### DATASET EXCERPTS ###
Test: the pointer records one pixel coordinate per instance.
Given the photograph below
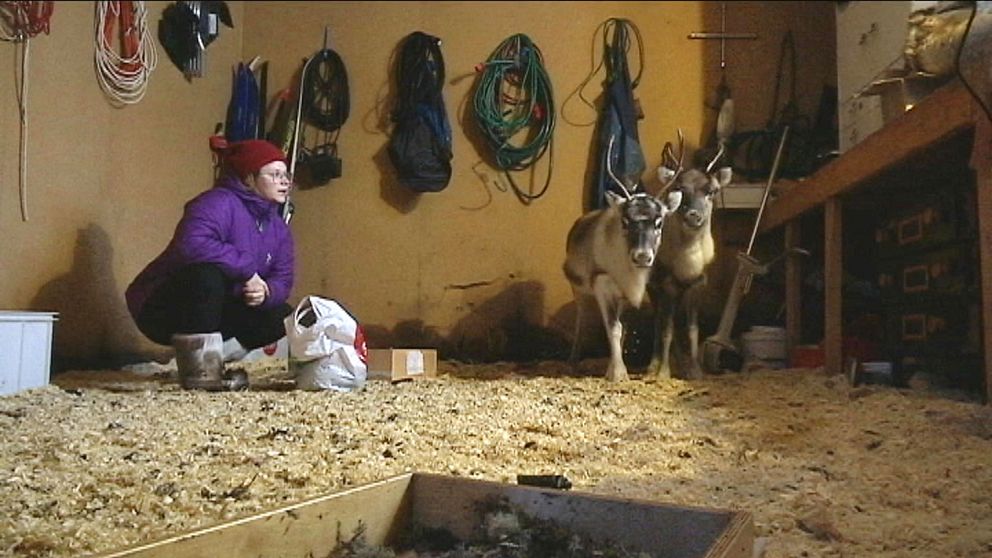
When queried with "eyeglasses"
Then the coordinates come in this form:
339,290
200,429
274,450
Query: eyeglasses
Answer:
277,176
###
### DATASET EXCERPTS ###
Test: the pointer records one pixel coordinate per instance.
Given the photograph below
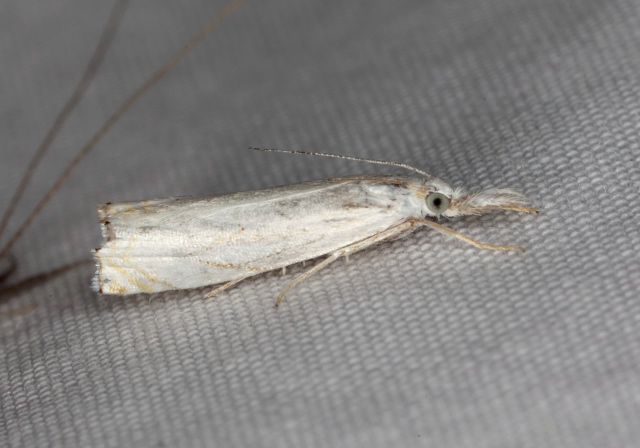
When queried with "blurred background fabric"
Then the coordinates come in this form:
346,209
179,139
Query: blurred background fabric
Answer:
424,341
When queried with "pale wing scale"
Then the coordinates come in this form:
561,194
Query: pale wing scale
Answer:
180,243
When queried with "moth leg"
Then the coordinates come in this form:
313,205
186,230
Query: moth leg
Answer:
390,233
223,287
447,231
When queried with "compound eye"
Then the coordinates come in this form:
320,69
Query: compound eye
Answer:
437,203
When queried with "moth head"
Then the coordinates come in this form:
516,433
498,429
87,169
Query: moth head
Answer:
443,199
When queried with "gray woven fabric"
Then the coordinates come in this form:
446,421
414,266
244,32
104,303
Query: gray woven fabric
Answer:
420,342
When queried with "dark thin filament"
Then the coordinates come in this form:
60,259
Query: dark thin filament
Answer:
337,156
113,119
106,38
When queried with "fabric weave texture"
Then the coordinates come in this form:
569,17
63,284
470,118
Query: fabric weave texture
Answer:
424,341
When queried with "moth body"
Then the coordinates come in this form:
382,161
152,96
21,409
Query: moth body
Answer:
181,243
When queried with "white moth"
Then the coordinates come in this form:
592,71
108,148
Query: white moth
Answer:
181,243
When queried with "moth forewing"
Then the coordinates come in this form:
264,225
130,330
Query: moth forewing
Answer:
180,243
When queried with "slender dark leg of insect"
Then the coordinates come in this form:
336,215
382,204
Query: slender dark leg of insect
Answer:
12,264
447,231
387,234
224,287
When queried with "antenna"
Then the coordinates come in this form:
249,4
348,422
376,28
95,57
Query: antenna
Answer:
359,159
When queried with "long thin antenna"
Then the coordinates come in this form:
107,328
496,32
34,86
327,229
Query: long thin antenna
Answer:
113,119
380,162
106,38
###
### DATASET EXCERPTS ###
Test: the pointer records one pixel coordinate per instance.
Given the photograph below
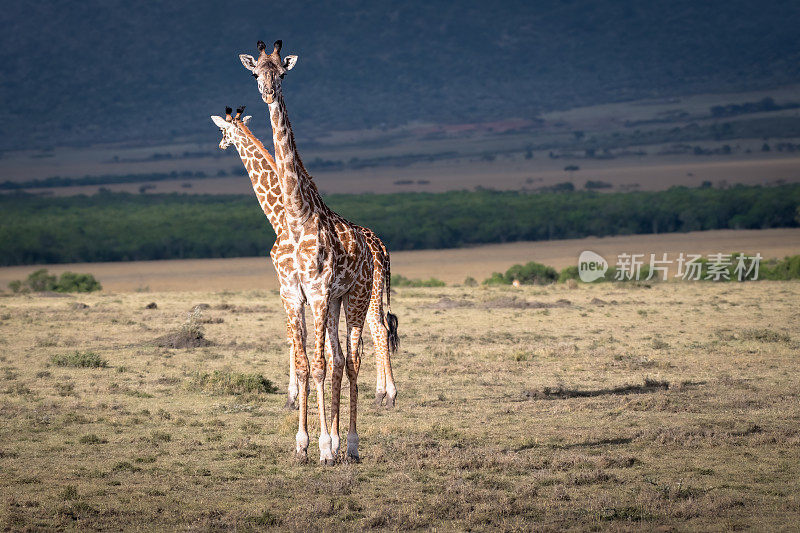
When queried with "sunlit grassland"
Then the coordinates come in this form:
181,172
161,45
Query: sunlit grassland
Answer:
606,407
###
The answer must consist of every line from the entries above that contains the string "white".

When queried with "white moth"
Query: white moth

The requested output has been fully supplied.